Good afternoon, Chancellor, Honorable Trustees, colleagues, ladies and gentleman.

On behalf of the entire Senate, I would like to express our appreciation to Chancellor Maldonado for his visit to our February Faculty Senate Meeting.  He introduced us to the new Vice Chancellor for Planning and Institutional Effectiveness.  The senators appreciated the Chancellor’s full-throated endorsement of sustained academic rigor and enjoyed the opportunity to begin to get to know Dr. Ewen.  We thank the Chancellor for his continued interactions with the Faculty Senate and look forward to working with Dr. Ewen.

This month has been a busy one as we settle into the Spring semester.  Faculty are preparing for our Annual Faculty Conference, hosted by the Faculty Senate and overseen by the Professional Development Committee.  We hope that you will be able to drop by on March 4 at the DoubleTree downtown to get a glimpse of our faculty’s brilliance, innovative teaching strategies, and commitment to our students’ success.  The event will open with breakfast at 8 and ends at 2:00pm, culminating with our guest speaker, Dr. Paul Handstadt, a champion of general education, the liberal arts, creative/innovative thinking, and integrative learning, who also happens to be an English professor.

== ROWS ==
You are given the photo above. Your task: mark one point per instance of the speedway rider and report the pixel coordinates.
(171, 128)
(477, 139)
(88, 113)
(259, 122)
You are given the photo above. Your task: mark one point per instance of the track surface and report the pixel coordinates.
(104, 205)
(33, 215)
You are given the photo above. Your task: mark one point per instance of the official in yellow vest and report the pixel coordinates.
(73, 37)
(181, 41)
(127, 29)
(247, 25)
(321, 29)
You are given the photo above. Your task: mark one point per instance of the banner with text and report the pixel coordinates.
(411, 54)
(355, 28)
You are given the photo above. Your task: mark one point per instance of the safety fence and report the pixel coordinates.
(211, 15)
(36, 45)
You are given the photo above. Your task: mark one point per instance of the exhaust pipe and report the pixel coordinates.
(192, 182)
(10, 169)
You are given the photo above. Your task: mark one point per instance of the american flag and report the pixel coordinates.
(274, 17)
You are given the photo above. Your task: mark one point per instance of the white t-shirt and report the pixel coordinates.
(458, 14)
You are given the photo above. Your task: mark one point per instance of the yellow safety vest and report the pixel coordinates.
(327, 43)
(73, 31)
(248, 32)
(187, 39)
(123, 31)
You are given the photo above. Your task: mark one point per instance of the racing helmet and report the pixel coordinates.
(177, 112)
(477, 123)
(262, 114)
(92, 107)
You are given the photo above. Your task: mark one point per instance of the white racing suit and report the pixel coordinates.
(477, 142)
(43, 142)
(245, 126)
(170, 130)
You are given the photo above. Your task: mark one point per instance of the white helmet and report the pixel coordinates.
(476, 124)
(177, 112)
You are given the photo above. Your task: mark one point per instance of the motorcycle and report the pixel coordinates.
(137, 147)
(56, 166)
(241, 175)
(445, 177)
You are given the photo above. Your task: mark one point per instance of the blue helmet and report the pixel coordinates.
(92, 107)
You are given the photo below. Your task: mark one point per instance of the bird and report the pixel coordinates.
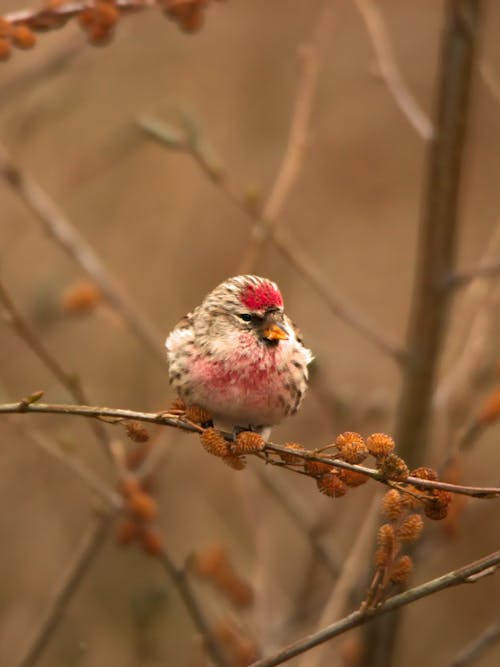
(239, 357)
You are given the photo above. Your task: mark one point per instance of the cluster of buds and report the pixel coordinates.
(140, 508)
(98, 21)
(19, 36)
(98, 18)
(214, 565)
(81, 297)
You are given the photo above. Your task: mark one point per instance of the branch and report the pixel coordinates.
(473, 651)
(118, 415)
(389, 69)
(435, 259)
(489, 269)
(438, 229)
(183, 587)
(283, 242)
(60, 229)
(69, 380)
(467, 574)
(309, 60)
(90, 546)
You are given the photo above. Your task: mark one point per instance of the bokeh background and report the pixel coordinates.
(169, 235)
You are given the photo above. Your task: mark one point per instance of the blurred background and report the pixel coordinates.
(168, 235)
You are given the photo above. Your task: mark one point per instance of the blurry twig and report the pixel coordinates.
(87, 475)
(435, 260)
(489, 269)
(59, 228)
(295, 512)
(118, 415)
(281, 240)
(309, 59)
(474, 651)
(467, 574)
(69, 380)
(389, 70)
(90, 545)
(180, 580)
(490, 79)
(352, 572)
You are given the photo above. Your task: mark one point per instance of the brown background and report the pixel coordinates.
(169, 235)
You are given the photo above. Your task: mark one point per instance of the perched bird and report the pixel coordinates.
(239, 356)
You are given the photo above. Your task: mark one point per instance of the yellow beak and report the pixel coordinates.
(275, 332)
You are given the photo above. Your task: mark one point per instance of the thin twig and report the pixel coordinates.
(90, 545)
(70, 381)
(348, 580)
(118, 415)
(309, 60)
(295, 512)
(438, 229)
(60, 229)
(435, 260)
(282, 241)
(476, 648)
(86, 474)
(389, 70)
(462, 575)
(180, 580)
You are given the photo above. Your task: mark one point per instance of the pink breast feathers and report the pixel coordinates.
(261, 297)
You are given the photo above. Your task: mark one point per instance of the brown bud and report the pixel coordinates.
(379, 444)
(424, 473)
(347, 438)
(402, 570)
(411, 529)
(5, 49)
(385, 536)
(127, 531)
(393, 467)
(5, 27)
(331, 485)
(248, 443)
(81, 297)
(23, 37)
(214, 443)
(354, 452)
(292, 459)
(392, 505)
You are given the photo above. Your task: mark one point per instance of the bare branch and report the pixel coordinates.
(90, 545)
(389, 69)
(59, 228)
(352, 571)
(309, 59)
(282, 241)
(453, 578)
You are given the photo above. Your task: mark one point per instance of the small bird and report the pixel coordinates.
(238, 356)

== REQUIRED ACTIONS ==
a) Reproduce word for word the passage of the Faculty Senate remarks from "On behalf of" up to and including "with Dr. Ewen.".
b) Carry the Faculty Senate remarks forward from the last sentence shown, writing what comes next.

== EXPECTED RESPONSES ==
a)
On behalf of the entire Senate, I would like to express our appreciation to Chancellor Maldonado for his visit to our February Faculty Senate Meeting.  He introduced us to the new Vice Chancellor for Planning and Institutional Effectiveness.  The senators appreciated the Chancellor’s full-throated endorsement of sustained academic rigor and enjoyed the opportunity to begin to get to know Dr. Ewen.  We thank the Chancellor for his continued interactions with the Faculty Senate and look forward to working with Dr. Ewen.

b)
Last week, Dr. Beatty and the Student Success Division, led by Dr. Betty Fortune, hosted our first Pathways Institute for instructional leaders (deans, chairs, associate chairs, and program coordinators).  This vital event set the stage for the hard work necessary to launch our pathways program at scale in Fall 2017.  Drs. Andrea Burridge, Martha Oburn, and Misha Turner provided key disaggregated student data to underpin the necessity for this system overhaul.  Dr. Gretchen Schmidt, Executive Director of the Pathways Project for AACC, visited us to underscore the urgency of such a design change, and Susan Goll gave instructional leaders a glimpse of the plans for both Instructional Services and Student Services which aim to better serve all of our students.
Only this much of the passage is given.